──────── DATA EXCERPTS

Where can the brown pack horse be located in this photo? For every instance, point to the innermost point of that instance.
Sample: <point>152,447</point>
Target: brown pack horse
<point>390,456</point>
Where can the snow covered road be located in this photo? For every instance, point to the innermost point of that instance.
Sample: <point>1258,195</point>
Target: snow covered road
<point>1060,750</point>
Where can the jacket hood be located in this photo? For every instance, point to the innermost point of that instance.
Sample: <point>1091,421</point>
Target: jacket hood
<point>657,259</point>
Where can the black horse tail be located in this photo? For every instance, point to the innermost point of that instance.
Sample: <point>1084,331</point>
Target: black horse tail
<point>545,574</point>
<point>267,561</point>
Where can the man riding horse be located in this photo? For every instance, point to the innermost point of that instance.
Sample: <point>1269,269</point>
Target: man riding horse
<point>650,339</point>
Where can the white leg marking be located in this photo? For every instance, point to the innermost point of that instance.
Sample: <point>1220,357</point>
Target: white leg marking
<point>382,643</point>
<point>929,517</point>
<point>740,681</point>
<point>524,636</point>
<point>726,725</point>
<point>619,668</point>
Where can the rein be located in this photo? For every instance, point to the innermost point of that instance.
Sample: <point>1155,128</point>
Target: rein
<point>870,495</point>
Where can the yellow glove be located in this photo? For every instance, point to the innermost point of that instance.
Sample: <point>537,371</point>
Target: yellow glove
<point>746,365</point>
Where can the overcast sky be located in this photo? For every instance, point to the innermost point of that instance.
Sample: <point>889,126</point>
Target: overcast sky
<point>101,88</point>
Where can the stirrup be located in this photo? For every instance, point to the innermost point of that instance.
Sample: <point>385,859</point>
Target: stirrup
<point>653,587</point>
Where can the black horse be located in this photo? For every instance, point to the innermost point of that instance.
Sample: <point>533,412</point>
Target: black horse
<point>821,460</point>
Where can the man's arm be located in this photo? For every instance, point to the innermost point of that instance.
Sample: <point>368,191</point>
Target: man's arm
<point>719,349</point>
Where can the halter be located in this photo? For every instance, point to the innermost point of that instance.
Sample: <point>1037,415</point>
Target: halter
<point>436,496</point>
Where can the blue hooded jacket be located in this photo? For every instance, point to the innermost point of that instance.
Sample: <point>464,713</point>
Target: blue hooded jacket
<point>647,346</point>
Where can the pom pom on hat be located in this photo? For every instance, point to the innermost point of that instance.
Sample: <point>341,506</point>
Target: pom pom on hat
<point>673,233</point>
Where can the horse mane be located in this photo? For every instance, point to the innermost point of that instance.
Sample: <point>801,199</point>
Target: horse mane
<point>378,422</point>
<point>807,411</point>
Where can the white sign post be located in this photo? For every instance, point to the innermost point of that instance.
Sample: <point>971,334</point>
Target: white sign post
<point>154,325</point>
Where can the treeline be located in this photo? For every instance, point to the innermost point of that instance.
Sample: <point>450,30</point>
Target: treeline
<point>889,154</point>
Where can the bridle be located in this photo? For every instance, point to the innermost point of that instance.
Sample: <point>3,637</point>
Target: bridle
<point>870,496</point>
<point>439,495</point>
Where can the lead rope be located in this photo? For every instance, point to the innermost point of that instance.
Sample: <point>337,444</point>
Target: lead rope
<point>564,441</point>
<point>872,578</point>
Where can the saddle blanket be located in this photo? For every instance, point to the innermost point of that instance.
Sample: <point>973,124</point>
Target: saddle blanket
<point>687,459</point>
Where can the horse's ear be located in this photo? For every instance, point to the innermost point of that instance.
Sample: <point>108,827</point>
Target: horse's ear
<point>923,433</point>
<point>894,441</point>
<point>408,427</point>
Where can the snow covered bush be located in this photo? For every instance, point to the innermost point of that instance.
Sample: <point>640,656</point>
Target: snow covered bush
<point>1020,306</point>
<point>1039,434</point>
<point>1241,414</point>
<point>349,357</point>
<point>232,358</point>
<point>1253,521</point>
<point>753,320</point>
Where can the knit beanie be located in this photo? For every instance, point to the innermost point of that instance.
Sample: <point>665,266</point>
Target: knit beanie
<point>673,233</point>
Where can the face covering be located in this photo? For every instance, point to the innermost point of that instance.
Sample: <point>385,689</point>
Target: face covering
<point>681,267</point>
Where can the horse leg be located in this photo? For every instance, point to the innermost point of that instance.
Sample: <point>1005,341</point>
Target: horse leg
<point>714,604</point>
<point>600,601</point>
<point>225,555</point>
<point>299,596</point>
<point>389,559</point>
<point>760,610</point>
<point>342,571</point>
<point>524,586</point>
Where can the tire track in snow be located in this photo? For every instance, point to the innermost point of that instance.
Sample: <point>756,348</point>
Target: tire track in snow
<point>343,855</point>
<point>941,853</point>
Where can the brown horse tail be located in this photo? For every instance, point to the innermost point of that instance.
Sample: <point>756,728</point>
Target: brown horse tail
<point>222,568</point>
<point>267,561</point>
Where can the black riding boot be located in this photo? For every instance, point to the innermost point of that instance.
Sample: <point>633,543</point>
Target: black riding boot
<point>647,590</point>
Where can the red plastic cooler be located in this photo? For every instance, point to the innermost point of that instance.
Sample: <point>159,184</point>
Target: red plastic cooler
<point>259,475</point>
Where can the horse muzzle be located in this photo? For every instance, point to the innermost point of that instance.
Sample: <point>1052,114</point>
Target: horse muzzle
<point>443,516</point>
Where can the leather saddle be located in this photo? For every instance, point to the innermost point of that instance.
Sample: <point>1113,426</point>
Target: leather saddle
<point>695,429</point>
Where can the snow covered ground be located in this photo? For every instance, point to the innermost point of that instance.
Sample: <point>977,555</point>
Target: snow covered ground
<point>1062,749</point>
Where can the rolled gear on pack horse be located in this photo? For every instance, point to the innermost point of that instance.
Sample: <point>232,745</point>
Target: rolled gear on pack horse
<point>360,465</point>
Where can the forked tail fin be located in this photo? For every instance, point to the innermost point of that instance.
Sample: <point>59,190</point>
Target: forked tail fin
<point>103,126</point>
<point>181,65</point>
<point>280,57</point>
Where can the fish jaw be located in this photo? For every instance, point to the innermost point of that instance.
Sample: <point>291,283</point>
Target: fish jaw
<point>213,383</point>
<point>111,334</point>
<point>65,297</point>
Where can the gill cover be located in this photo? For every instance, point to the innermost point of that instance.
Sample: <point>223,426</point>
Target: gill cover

────────────────

WORK TO COMPLETE
Write out every one of the records above word for word, keeping each line unchanged and in its original order.

WRITTEN ANSWER
Where can the brown pack horse be located in this photo? For every instance, point to the innermost point of that instance.
Sample: <point>152,447</point>
Target: brown pack horse
<point>390,456</point>
Where can the snow covered road be located in this photo? For every instance, point to the innermost point of that instance.
Sample: <point>1258,195</point>
Target: snow covered road
<point>1060,750</point>
Where can the jacket hood be located in this photo? For every instance, point to the innermost point of that instance.
Sample: <point>1091,421</point>
Target: jacket hood
<point>657,259</point>
Where can the black horse tail be located in this photo? For every instance, point to the innermost point of that instance.
Sample: <point>1084,331</point>
Target: black horse tail
<point>545,574</point>
<point>267,561</point>
Where can the man riding horse be located in this photo? For every instance, point to the innermost point of that instance.
Sample: <point>1269,269</point>
Target: man riding horse
<point>650,339</point>
Where can the white leg marking be located in this photo? For every instance, point to the innermost point of that instance.
Sample: <point>1220,357</point>
Target: white leg marking
<point>382,643</point>
<point>929,517</point>
<point>740,681</point>
<point>524,636</point>
<point>726,725</point>
<point>619,668</point>
Where can the rein be located in this photo? For every instance, point to the innermost point of that instance.
Sample: <point>1155,128</point>
Target: rein
<point>870,495</point>
Where can the yellow glove be located in this photo? For every instance, point to the innermost point of that instance.
Sample: <point>537,371</point>
Target: yellow glove
<point>746,365</point>
Where can the overcast sky be located in this photo? For every instance, point to the innermost point of that instance.
Sample: <point>889,126</point>
Target: overcast sky
<point>101,88</point>
Where can the stirrup be located in this photo? For every instance, point to the innermost point of that instance.
Sample: <point>385,859</point>
Target: stirrup
<point>653,587</point>
Where can the black horse be located in this photo? For every instance, point to the innermost point of that instance.
Sample: <point>533,412</point>
Target: black horse
<point>821,460</point>
Where can the man's arm be located in this photo? For every instance, point to the innermost point of that instance.
Sample: <point>368,191</point>
Target: man's arm
<point>719,349</point>
Where can the halter be located in this photo? For every instance, point to the innermost point of that instance.
Sample: <point>1037,415</point>
Target: halter
<point>436,496</point>
Where can the blue hooded jacket be located in this photo? For every instance, point to the innermost point of that instance.
Sample: <point>464,713</point>
Target: blue hooded jacket
<point>647,346</point>
Where can the pom pom on hat be located in this photo? For every instance, point to the innermost point of that instance.
Sample: <point>341,506</point>
Target: pom pom on hat
<point>673,233</point>
Where can the horse mane be located in this photo? For every instance, point to the innermost point of that instance.
Sample: <point>801,199</point>
Target: horse mane
<point>378,422</point>
<point>807,411</point>
Where can the white sign post be located in this photo? For every instance, point to the innermost point of that instance.
Sample: <point>971,334</point>
Target: white sign post
<point>154,325</point>
Where can the treeline be located in this photo? For every instance, point to the innermost point of that instance.
Sample: <point>450,30</point>
Target: treeline
<point>889,154</point>
Where can the bridle be located in this photo? For every instance, point to the innermost point of that instance.
Sample: <point>3,637</point>
Target: bridle
<point>870,496</point>
<point>439,495</point>
Where can the lead rope be located in this photo? For every instance, point to the innermost point of that instance.
Sample: <point>337,444</point>
Target: lead rope
<point>564,441</point>
<point>872,578</point>
Where can the saddle blanket be located in this photo? For every instance, point to the innermost point of that instance.
Sample: <point>973,124</point>
Target: saddle blanket
<point>687,459</point>
Where can the horse's ear be located in this photo? For every instance, point to the innermost point of that instance.
Sample: <point>108,827</point>
Target: horse's ear
<point>923,433</point>
<point>894,441</point>
<point>408,427</point>
Where can the snow covered bush be located in this photo? For every instance, point to the innermost point of that instance.
Sample: <point>640,656</point>
Target: snow covered bush
<point>1020,306</point>
<point>1039,434</point>
<point>1241,414</point>
<point>349,357</point>
<point>232,358</point>
<point>1253,521</point>
<point>753,320</point>
Where can the knit beanie be located in this photo? For every instance, point to the innermost point of that instance.
Sample: <point>665,266</point>
Target: knit beanie
<point>673,233</point>
Where can the face covering be located in this photo? For every instance, point to the innermost point of that instance.
Sample: <point>385,689</point>
Target: face covering
<point>681,267</point>
Where can the horse leg be located in this photo? For every instance, point to the innermost point of that instance.
Sample: <point>1005,341</point>
Target: horse leg
<point>714,604</point>
<point>600,601</point>
<point>225,555</point>
<point>299,596</point>
<point>389,559</point>
<point>760,610</point>
<point>342,571</point>
<point>524,586</point>
Where can the tire track in snow be located in this photo? For every instance, point to the innermost point of that instance.
Sample: <point>756,348</point>
Target: tire track in snow
<point>343,855</point>
<point>941,853</point>
Where can the brown horse tail be located in this photo? For every instance, point to the innermost point of that instance.
Sample: <point>756,728</point>
Target: brown horse tail
<point>222,568</point>
<point>267,561</point>
Where can the black riding boot be located in this photo? For every instance, point to the innermost point of that instance.
Sample: <point>633,543</point>
Target: black riding boot
<point>647,590</point>
Where can the red plastic cooler be located in this photo? For every instance, point to the innermost point of that instance.
Sample: <point>159,184</point>
Target: red plastic cooler
<point>259,475</point>
Where can the horse muzzle be located in this photo? For every instance, point to the innermost point of that instance.
Sample: <point>1052,114</point>
Target: horse muzzle
<point>443,516</point>
Where can the leather saddle be located in this photo? For every instance, point to the innermost point of that instance.
Sample: <point>1113,426</point>
Target: leather saddle
<point>695,429</point>
Where can the snow covered ground be located in this photo? For every instance, point to the innermost point of that instance.
Sample: <point>977,555</point>
Target: snow covered ground
<point>1062,749</point>
Where can the rolled gear on pack horse be located in this photo? For every instance, point to the innermost point of that instance.
Sample: <point>232,745</point>
Target: rolled gear on pack horse
<point>360,465</point>
Where can the forked tail fin be located in this photo? For every instance, point to the innermost point of that instance.
Sample: <point>59,190</point>
Target: forked tail fin
<point>103,126</point>
<point>181,65</point>
<point>280,57</point>
Where can the fish jaw be located in this photo? For every instance, point to the innermost point of that instance.
Sample: <point>291,283</point>
Target: fish jaw
<point>213,383</point>
<point>111,334</point>
<point>65,297</point>
Where can the gill cover be located in this photo? For every instance, point to the innermost point of that instance.
Sample: <point>223,426</point>
Target: gill cover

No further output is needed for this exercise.